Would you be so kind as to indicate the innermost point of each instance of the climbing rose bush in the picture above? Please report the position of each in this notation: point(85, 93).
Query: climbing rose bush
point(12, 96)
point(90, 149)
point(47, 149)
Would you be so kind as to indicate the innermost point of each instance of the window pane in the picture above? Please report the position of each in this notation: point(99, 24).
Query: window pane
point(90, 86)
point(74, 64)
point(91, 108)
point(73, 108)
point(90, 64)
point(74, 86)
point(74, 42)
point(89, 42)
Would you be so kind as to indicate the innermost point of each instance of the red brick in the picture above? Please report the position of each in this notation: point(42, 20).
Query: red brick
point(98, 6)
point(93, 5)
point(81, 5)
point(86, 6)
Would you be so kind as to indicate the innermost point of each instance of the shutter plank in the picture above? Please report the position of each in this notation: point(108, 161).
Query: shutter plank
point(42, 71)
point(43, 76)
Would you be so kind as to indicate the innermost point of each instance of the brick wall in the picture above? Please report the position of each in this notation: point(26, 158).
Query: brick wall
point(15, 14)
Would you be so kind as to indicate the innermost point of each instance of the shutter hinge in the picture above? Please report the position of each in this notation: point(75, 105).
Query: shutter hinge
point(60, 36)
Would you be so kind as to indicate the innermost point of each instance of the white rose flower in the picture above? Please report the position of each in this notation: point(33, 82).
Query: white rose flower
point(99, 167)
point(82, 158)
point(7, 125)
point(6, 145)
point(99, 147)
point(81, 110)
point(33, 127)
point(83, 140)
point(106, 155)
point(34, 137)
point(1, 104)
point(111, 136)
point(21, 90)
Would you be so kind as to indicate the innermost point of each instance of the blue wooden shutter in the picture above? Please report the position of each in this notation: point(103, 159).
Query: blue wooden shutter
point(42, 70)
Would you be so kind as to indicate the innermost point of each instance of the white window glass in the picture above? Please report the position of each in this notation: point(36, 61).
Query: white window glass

■ Description of the task
Every line from the one holding "notation: point(33, 82)." through the last line of the listing above should be set down exactly, and nothing more.

■ Answer for this exercise
Would you be so kind as to indicate the innermost point of each instance of the white rose flower in the picture above? Please report the position of each in this notation: point(33, 82).
Query: white rose flower
point(99, 167)
point(82, 158)
point(7, 125)
point(6, 145)
point(99, 147)
point(81, 110)
point(33, 127)
point(83, 140)
point(106, 155)
point(34, 137)
point(1, 104)
point(111, 136)
point(21, 90)
Would you be so kind as to indicate the innermost point of each instance of the blue wooden shutter in the picture above? Please report the position of each in this notation: point(103, 159).
Query: blue wooden shutter
point(42, 70)
Would you be so kind as to indicate the innermost point of each instance of the white window glass in the picture above? Please report the position of each in this notation: point(36, 61).
Query: white window glass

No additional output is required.